Problem.
Please keep to the lines below from the one with "Target: chrome window trim" through the one with "Q: For each instance of the rear door window", and restate them word for word, ends included.

Data items
+ + + + +
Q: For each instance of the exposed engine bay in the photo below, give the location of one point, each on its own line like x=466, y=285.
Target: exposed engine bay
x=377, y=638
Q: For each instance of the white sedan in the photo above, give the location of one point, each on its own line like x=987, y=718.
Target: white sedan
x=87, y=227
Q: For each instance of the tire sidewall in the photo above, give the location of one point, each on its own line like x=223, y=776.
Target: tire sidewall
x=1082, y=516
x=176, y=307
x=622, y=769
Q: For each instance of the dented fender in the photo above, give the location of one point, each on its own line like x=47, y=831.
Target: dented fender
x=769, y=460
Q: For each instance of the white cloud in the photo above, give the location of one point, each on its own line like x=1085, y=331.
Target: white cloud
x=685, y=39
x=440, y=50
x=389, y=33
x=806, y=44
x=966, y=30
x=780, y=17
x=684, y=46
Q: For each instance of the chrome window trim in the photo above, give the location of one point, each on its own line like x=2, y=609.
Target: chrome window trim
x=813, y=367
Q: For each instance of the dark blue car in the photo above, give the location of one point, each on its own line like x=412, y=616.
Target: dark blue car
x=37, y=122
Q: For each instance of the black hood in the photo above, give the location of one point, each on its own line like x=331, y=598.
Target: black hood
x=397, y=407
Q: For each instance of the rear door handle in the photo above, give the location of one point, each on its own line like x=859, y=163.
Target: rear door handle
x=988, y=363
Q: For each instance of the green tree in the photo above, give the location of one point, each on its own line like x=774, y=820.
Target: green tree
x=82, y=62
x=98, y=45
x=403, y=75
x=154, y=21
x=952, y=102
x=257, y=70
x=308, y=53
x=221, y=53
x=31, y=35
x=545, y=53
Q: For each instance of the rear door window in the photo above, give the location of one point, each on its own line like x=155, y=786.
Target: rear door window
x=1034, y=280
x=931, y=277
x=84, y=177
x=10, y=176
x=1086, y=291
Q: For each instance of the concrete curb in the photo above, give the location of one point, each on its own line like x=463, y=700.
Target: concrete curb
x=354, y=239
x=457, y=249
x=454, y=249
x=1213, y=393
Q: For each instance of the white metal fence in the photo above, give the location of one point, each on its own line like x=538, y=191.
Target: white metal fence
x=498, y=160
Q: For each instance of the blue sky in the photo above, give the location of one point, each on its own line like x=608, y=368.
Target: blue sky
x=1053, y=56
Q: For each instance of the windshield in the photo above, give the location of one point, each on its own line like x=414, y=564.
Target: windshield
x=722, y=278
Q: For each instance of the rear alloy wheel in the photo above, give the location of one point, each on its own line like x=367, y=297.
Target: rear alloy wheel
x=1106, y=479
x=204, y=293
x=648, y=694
+ + + + +
Exercise result.
Target: chrome window trim
x=813, y=367
Q: For each instance of the dark blue car in the photo above, give the location of one point, each on its own line like x=412, y=616.
Target: dark blue car
x=37, y=122
Q: For each instance of the black hood in the photo above, give the location of one point, each on its own line like x=331, y=598.
Target: black hood
x=397, y=407
Q: For each instance of the rear door handle in the photo above, give the location of one point, each on its own line like x=859, y=163.
Target: rear door handle
x=988, y=363
Q: For each instance of the green tree in the photo above, give the location of one point, each on its own line like x=774, y=820.
Target: green tree
x=82, y=62
x=98, y=45
x=403, y=75
x=154, y=21
x=952, y=102
x=257, y=70
x=308, y=53
x=221, y=53
x=31, y=35
x=545, y=53
Q: For each instance of the rear door window in the photo above, give the location of one point, each on its own line like x=155, y=786.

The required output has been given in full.